Von MARKUS DECKER 04.10.2012, 17:59

Prag/MZ. - Bei der Frage, ob jene Tage in Prag die aufregendsten ihres Lebens gewesen seien, müssen die Funkes nicht lange überlegen. "Das kann man schon sagen", sagt Jaqueline Funke. Ihr Mann Nils nickt. Kurz zuvor sind die beiden auf den Balkon hinaus getreten, auf dem am 30. September 1989 Außenminister Hans-Dietrich Genscher (FDP) stand und in den tosenden Jubel der Menschen die Worte sprach: "Wir sind zu Ihnen gekommen, um Ihnen mitzueilen, dass heute Ihre Ausreise..."

Wer am Zaun der Botschaft steht, den übermannt leicht die Emotion jener Zeit. Lediglich die Funkes sind ziemlich gelassen - vielleicht gerade, weil sie dabei waren.

Sachsen-Anhalts Landesregierung hat das Ehepaar eingeladen, um am Empfang zum 3. Oktober teilzunehmen. Ministerpräsident Reiner Haseloff (CDU) verweist auf die Ereignisse im Herbst 1989: "Wir sind dem tschechischen Volk dankbar, dass dies möglich wurde." Damit sei der Weg für die enge Zusammenarbeit Deutschlands und Tschechiens im vereinten Europa geebnet worden. Dennoch ist es nicht das Gestern allein, das Haseloff, Staatskanzleichef Rainer Robra (CDU) und SPD-Fraktionschefin Katrin Budde nach Prag führt. Es geht auch um das Morgen.

Am Mittwoch, dem Tag der Einheit, stehen die Funkes im Mittelpunkt. Nils Funke aus Zeit, damals 27 Jahre alt, hatte mit seiner Frau Jaqueline, die in Sömmerda (Thüringen) zu Hause war, bereits im Frühjahr jenes Jahres eine Prag-Reise gebucht. Zwar hatten sie "immer schon die Absicht, die DDR zu verlassen", so Nils Funke. Denn "bei uns hatte sich damals die Erkenntnis durchgesetzt, dass die DDR keine Zukunft hat". Doch dass sich in der tschechischen Hauptstadt die Gelegenheit dazu ergeben würde, zeichnete sich erst in jenen Tagen ab.

Die Funkes flohen am 27. September in das hochherrschaftliche Palais Lobkowitz unterhalb der Prager Burg. "Damit waren wir keiner Lebensgefahr mehr ausgesetzt", sagt Funke. Drei Tage campierten sie am historischen Ort und sind nun erstmals dorthin zurückgekehrt. Derweil erinnern sie sich nicht bloß an die Freude, sondern auch an das, was Fernsehzuschauer seinerzeit kaum mitbekamen. Wer auf die Toilette wollte, musste zwei Stunden anstehen. Wer im Garten campierte, war dem Regen ausgesetzt. Zudem hatten sich unter die 4 000 Menschen, sich sich im Garten der Botschaft drängten, einige nicht ganz so edle Zeitgenossen gemischt.

::::

Aufgabe 1
Zeige jede Zeile der Datensätze, in der die Zeichenfolge „person“ vorkommt, wobei Groß- und Kleinschreibung zu beachten ist.
Der Text und die Datensätze stehen in keinem Zusammenhang miteinander.

::::

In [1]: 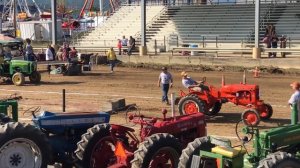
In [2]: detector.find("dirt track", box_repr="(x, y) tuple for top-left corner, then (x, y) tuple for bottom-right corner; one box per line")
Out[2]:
(0, 66), (300, 142)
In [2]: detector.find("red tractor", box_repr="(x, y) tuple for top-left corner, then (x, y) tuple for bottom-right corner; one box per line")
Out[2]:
(178, 78), (273, 126)
(75, 110), (206, 168)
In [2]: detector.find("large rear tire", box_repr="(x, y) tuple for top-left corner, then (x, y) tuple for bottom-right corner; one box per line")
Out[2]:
(29, 71), (41, 84)
(131, 133), (182, 168)
(260, 103), (273, 120)
(258, 152), (300, 168)
(75, 124), (117, 168)
(12, 72), (25, 86)
(0, 122), (52, 168)
(178, 95), (210, 115)
(178, 137), (215, 168)
(208, 101), (222, 116)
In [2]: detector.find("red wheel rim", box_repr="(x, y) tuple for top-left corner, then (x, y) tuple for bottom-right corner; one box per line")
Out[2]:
(260, 105), (269, 118)
(184, 102), (199, 114)
(90, 136), (117, 168)
(244, 112), (258, 125)
(149, 147), (179, 168)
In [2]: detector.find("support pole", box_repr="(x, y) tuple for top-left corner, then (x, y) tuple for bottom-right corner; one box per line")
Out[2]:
(252, 0), (261, 59)
(51, 0), (57, 45)
(62, 89), (66, 112)
(140, 0), (147, 56)
(171, 93), (176, 117)
(13, 0), (17, 37)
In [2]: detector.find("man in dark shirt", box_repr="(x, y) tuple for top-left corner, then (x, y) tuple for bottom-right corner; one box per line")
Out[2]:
(127, 36), (135, 56)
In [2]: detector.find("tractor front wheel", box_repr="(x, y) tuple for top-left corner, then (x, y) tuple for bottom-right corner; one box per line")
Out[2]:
(29, 71), (41, 84)
(242, 109), (260, 126)
(131, 133), (181, 168)
(178, 95), (210, 115)
(178, 137), (215, 168)
(75, 124), (117, 168)
(259, 103), (273, 120)
(257, 152), (300, 168)
(12, 72), (25, 86)
(0, 122), (52, 168)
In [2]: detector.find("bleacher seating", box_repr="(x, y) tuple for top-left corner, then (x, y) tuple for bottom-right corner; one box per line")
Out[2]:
(76, 6), (164, 47)
(147, 4), (270, 50)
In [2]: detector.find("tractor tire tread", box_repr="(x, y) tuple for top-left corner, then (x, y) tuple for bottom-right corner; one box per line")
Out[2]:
(178, 137), (214, 168)
(74, 124), (110, 165)
(0, 122), (53, 168)
(131, 133), (181, 168)
(257, 151), (300, 168)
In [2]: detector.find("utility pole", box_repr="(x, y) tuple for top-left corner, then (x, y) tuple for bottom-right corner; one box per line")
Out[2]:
(13, 0), (17, 37)
(51, 0), (57, 46)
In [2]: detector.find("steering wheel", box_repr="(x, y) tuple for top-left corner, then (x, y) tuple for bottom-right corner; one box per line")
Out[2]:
(23, 106), (41, 118)
(125, 105), (141, 123)
(235, 119), (254, 143)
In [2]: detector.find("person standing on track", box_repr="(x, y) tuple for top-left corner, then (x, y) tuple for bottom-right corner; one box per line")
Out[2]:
(157, 67), (173, 105)
(288, 82), (300, 107)
(107, 47), (117, 73)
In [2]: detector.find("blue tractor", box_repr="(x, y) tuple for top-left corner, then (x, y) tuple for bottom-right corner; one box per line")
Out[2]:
(0, 107), (110, 168)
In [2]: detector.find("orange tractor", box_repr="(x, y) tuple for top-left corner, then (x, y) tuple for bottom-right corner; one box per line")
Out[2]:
(178, 78), (273, 126)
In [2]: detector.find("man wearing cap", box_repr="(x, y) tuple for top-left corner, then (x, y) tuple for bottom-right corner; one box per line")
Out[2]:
(288, 82), (300, 106)
(158, 67), (173, 105)
(181, 71), (203, 92)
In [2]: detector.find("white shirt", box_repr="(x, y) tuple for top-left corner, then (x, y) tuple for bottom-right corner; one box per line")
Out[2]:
(289, 90), (300, 104)
(46, 48), (53, 61)
(159, 72), (173, 84)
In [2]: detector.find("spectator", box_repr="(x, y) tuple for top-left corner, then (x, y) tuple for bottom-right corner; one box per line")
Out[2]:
(158, 67), (173, 105)
(0, 44), (4, 64)
(19, 47), (25, 57)
(181, 71), (204, 92)
(117, 39), (122, 55)
(127, 36), (135, 56)
(25, 38), (35, 61)
(107, 47), (117, 73)
(122, 36), (128, 46)
(62, 43), (70, 61)
(50, 45), (56, 61)
(69, 47), (78, 61)
(4, 47), (12, 60)
(288, 82), (300, 106)
(279, 35), (287, 58)
(46, 45), (54, 73)
(271, 35), (278, 57)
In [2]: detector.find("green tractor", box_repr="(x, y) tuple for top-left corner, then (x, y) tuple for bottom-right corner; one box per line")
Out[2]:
(178, 101), (300, 168)
(0, 60), (41, 86)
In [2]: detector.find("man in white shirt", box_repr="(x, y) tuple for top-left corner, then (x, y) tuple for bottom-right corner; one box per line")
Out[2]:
(46, 45), (54, 73)
(288, 82), (300, 106)
(158, 67), (173, 105)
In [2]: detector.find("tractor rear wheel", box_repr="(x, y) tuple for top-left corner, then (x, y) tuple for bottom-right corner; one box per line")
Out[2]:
(131, 133), (182, 168)
(208, 101), (222, 115)
(29, 71), (41, 84)
(0, 122), (52, 168)
(75, 124), (117, 168)
(260, 103), (273, 120)
(178, 137), (215, 168)
(178, 95), (210, 115)
(258, 152), (300, 168)
(242, 109), (260, 126)
(12, 72), (25, 86)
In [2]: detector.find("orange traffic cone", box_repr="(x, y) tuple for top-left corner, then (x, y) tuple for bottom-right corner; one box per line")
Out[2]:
(253, 67), (259, 78)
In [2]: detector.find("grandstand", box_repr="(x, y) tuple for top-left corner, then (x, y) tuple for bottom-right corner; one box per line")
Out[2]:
(76, 1), (300, 51)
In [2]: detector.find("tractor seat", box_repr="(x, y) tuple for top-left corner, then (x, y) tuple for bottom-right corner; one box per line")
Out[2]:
(211, 146), (246, 158)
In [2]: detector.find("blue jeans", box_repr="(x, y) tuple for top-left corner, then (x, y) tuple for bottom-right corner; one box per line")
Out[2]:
(109, 60), (116, 71)
(161, 84), (170, 102)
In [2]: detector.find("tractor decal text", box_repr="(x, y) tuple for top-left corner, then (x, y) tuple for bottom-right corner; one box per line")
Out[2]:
(41, 117), (105, 125)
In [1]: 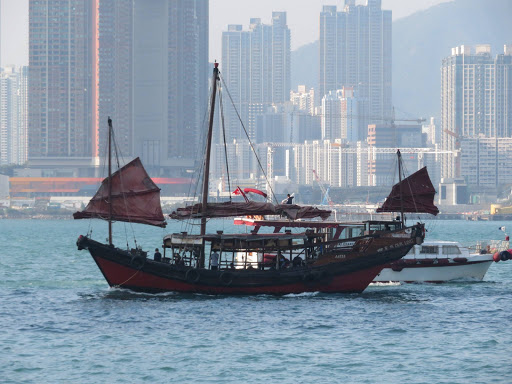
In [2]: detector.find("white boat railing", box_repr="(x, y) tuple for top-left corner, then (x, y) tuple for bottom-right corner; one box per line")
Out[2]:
(468, 240), (510, 253)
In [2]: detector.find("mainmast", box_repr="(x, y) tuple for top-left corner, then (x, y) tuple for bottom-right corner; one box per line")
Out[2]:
(108, 116), (112, 245)
(199, 63), (219, 267)
(396, 150), (404, 227)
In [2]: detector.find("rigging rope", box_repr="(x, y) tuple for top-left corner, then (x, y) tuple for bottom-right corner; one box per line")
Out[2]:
(219, 71), (279, 204)
(219, 82), (231, 201)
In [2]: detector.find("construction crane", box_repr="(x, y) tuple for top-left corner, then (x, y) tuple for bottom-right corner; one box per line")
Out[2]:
(312, 169), (334, 206)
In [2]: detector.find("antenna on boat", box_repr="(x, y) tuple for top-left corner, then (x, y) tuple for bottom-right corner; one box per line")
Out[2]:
(108, 116), (112, 245)
(199, 61), (219, 267)
(396, 149), (404, 227)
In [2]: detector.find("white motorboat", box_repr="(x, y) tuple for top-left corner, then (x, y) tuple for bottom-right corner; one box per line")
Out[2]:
(373, 241), (512, 283)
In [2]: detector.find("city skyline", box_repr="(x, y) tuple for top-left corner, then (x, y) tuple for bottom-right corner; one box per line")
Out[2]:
(0, 0), (452, 66)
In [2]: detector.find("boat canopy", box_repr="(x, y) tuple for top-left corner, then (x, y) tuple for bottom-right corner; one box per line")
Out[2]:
(169, 201), (331, 220)
(164, 233), (320, 251)
(377, 167), (439, 216)
(73, 157), (167, 227)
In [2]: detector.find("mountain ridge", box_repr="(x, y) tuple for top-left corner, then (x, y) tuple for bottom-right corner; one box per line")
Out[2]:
(291, 0), (512, 117)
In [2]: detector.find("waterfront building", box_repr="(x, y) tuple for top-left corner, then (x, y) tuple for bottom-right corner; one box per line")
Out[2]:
(423, 117), (441, 146)
(0, 66), (28, 165)
(322, 87), (368, 143)
(98, 0), (211, 175)
(290, 85), (315, 115)
(367, 124), (426, 186)
(221, 12), (290, 140)
(28, 0), (97, 163)
(255, 103), (321, 143)
(29, 0), (210, 176)
(441, 45), (512, 178)
(319, 0), (392, 134)
(460, 136), (512, 188)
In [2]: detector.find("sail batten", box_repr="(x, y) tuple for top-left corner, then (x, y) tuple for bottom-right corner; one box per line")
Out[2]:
(170, 201), (331, 220)
(377, 167), (439, 216)
(73, 158), (167, 227)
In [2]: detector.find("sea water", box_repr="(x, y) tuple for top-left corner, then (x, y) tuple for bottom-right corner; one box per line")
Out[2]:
(0, 220), (512, 383)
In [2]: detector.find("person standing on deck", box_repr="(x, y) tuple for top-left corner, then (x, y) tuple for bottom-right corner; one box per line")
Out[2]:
(210, 249), (219, 271)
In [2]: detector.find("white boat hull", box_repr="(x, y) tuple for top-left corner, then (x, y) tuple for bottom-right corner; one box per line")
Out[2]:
(374, 259), (493, 283)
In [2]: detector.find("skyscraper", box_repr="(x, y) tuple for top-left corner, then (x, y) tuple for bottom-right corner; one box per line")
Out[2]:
(441, 45), (512, 177)
(28, 0), (97, 160)
(99, 0), (211, 175)
(319, 0), (392, 135)
(221, 12), (290, 139)
(0, 67), (28, 164)
(29, 0), (210, 174)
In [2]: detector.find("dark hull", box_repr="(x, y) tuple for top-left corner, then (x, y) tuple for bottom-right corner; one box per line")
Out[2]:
(77, 236), (415, 295)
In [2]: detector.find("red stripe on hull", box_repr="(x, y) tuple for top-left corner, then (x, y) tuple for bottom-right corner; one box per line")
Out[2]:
(94, 257), (382, 294)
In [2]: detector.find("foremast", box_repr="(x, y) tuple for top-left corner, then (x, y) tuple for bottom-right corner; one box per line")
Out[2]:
(199, 63), (219, 268)
(108, 116), (112, 245)
(396, 149), (405, 227)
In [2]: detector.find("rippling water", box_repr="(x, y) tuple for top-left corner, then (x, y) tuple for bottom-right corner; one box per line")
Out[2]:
(0, 220), (512, 383)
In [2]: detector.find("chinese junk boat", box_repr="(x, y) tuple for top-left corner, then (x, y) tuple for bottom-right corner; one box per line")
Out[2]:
(74, 64), (436, 294)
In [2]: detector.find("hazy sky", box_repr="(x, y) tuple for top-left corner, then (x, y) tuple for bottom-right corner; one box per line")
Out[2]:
(0, 0), (449, 65)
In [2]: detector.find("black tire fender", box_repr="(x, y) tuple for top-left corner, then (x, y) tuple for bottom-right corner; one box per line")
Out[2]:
(185, 268), (201, 283)
(130, 256), (146, 271)
(219, 272), (233, 286)
(302, 271), (321, 283)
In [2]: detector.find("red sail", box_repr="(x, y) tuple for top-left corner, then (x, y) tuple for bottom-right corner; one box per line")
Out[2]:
(377, 167), (439, 215)
(170, 201), (331, 220)
(73, 157), (167, 227)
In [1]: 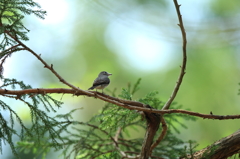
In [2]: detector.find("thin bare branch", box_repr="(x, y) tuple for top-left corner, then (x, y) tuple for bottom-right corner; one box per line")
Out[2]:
(162, 0), (187, 110)
(150, 117), (168, 153)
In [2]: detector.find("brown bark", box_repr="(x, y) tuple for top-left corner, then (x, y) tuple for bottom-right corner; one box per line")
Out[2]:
(139, 106), (161, 159)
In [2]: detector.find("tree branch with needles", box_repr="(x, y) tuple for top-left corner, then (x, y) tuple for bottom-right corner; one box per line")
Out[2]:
(0, 0), (240, 159)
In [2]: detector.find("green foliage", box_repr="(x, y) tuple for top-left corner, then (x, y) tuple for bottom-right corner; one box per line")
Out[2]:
(0, 0), (46, 78)
(0, 79), (63, 156)
(39, 81), (195, 159)
(0, 0), (46, 49)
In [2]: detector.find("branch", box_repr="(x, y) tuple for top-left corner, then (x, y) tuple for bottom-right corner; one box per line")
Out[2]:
(150, 117), (168, 153)
(162, 0), (187, 110)
(0, 87), (240, 120)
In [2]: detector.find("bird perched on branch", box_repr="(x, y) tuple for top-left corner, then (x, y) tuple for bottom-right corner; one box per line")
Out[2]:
(88, 71), (112, 93)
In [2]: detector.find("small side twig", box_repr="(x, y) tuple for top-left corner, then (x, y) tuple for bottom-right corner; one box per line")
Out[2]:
(162, 0), (187, 110)
(150, 117), (168, 154)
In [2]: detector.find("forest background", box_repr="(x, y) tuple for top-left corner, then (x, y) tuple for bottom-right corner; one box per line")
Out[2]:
(0, 0), (240, 158)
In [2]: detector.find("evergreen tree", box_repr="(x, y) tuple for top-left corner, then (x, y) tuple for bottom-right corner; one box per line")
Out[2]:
(0, 0), (240, 159)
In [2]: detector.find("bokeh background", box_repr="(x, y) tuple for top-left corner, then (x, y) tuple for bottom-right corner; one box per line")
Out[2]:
(0, 0), (240, 158)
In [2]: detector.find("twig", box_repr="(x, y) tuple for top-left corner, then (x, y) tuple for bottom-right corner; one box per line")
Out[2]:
(162, 0), (187, 110)
(0, 88), (240, 120)
(150, 117), (168, 153)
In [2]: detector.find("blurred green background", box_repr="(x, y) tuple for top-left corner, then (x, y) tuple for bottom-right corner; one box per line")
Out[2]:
(2, 0), (240, 158)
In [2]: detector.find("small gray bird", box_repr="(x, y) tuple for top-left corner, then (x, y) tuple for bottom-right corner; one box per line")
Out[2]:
(88, 71), (112, 93)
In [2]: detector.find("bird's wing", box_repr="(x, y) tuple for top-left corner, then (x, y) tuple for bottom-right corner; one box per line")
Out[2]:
(93, 78), (110, 87)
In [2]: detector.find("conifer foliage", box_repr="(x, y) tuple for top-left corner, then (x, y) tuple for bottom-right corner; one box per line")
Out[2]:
(0, 0), (240, 159)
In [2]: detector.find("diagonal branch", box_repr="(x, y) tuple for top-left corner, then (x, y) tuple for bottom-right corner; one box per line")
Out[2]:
(0, 87), (240, 120)
(162, 0), (187, 110)
(150, 117), (168, 153)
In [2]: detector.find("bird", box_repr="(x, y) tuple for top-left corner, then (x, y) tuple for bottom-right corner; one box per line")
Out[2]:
(88, 71), (112, 93)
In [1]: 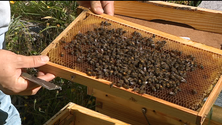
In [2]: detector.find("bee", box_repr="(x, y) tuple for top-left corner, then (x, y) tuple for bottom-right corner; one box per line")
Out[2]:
(86, 71), (92, 76)
(123, 84), (129, 89)
(151, 86), (156, 92)
(109, 82), (115, 88)
(169, 91), (176, 96)
(191, 89), (197, 95)
(199, 64), (204, 69)
(60, 53), (64, 57)
(133, 87), (140, 92)
(61, 40), (66, 43)
(139, 89), (146, 94)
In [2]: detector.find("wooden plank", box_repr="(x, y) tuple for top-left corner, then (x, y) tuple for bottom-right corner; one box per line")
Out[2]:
(41, 11), (87, 55)
(68, 104), (129, 125)
(203, 105), (222, 125)
(197, 76), (222, 124)
(44, 103), (72, 125)
(114, 1), (222, 34)
(93, 89), (187, 125)
(45, 103), (129, 125)
(39, 62), (197, 123)
(39, 7), (222, 123)
(93, 89), (222, 125)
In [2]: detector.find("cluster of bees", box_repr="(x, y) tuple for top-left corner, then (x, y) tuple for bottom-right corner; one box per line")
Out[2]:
(60, 21), (204, 95)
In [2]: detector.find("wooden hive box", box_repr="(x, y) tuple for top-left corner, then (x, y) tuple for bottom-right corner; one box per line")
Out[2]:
(39, 1), (222, 125)
(44, 102), (129, 125)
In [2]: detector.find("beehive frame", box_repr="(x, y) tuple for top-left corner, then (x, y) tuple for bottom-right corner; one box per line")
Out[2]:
(44, 102), (129, 125)
(40, 3), (222, 124)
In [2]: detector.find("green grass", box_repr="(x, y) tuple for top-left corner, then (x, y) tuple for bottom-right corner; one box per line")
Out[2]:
(6, 1), (200, 125)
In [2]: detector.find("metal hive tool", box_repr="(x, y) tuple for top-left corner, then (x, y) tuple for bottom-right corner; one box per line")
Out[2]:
(47, 14), (222, 111)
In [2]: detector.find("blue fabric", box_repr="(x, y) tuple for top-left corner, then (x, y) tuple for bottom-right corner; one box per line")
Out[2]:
(0, 34), (21, 125)
(0, 90), (21, 125)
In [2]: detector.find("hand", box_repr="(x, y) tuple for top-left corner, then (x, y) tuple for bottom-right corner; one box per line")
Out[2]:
(0, 50), (55, 95)
(77, 1), (114, 16)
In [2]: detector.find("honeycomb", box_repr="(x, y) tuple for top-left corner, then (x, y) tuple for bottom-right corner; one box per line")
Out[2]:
(47, 14), (222, 111)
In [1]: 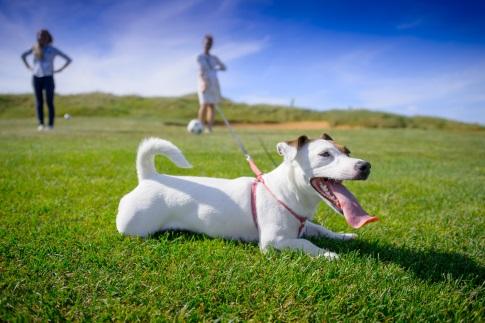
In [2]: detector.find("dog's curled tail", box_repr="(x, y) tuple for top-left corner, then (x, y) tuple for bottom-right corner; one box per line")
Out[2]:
(136, 138), (192, 182)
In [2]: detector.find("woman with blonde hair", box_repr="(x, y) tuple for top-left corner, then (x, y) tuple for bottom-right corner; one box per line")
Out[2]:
(22, 29), (72, 130)
(197, 35), (226, 132)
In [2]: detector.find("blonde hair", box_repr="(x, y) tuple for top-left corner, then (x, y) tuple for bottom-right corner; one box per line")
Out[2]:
(32, 29), (54, 59)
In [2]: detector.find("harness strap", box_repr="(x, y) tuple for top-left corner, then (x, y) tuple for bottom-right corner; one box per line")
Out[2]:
(248, 158), (307, 236)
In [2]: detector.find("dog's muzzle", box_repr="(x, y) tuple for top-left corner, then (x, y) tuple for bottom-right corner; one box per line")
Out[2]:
(354, 160), (371, 180)
(310, 176), (379, 228)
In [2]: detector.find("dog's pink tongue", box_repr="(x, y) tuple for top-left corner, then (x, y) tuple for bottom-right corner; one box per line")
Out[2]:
(331, 182), (379, 229)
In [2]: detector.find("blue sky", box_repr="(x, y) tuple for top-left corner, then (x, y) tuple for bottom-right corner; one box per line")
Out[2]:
(0, 0), (485, 124)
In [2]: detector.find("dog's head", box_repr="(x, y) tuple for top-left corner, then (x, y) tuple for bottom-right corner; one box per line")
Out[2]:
(277, 133), (378, 228)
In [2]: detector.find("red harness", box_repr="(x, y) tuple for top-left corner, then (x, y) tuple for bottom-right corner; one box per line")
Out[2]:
(248, 159), (306, 236)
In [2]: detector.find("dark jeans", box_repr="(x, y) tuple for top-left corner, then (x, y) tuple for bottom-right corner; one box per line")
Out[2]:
(32, 76), (55, 127)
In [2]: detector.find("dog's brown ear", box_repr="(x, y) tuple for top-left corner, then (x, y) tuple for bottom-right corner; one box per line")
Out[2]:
(276, 135), (310, 161)
(286, 135), (310, 150)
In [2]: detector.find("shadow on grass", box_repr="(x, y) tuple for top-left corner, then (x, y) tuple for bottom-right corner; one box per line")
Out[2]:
(318, 240), (485, 286)
(152, 231), (485, 287)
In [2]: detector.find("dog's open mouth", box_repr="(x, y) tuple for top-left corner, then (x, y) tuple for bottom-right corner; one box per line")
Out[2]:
(310, 177), (379, 229)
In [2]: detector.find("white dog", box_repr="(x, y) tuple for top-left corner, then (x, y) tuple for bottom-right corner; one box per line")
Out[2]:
(116, 134), (378, 259)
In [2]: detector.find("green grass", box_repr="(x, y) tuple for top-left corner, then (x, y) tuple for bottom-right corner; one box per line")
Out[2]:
(0, 93), (485, 131)
(0, 117), (485, 322)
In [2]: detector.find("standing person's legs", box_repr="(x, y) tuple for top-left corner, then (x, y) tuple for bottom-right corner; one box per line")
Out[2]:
(206, 103), (215, 131)
(198, 103), (207, 126)
(44, 76), (55, 128)
(32, 76), (44, 126)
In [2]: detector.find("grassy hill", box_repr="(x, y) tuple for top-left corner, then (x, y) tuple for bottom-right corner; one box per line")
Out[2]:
(0, 117), (485, 322)
(0, 93), (485, 130)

::::

Aufgabe 2
Entscheide für jede Aussage, ob sie mit dem Artikel über das Ehepaar Funke übereinstimmt, und antworte mit Ja oder Nein sowie den ausschlaggebenden Worten des Artikels als wörtlichem Zitat.
(a) Die Funkes flohen am 27. September in das Palais Lobkowitz.
(b) Nils Funke war damals 30 Jahre alt.
(c) Die Funkes buchten ihre Prag-Reise erst im Herbst jenes Jahres.

Richtige Antwort 1
In [2]: detector.find("person standing on track", box_repr="(x, y) tuple for top-left corner, then (x, y) tuple for bottom-right corner; one box per line")
In [2]: detector.find("person standing on deck", box_repr="(x, y) tuple for top-left corner, then (x, y) tuple for bottom-right corner; one box per line")
In [2]: detector.find("standing person's legs", box_repr="(x, y) tuple for top-left corner, then (x, y) tuple for bottom-right corner; one box per line")

Richtige Antwort 2
(a) Ja: „Die Funkes flohen am 27. September in das hochherrschaftliche Palais Lobkowitz unterhalb der Prager Burg.“
(b) Nein: „Nils Funke aus Zeit, damals 27 Jahre alt“
(c) Nein: „bereits im Frühjahr jenes Jahres eine Prag-Reise gebucht“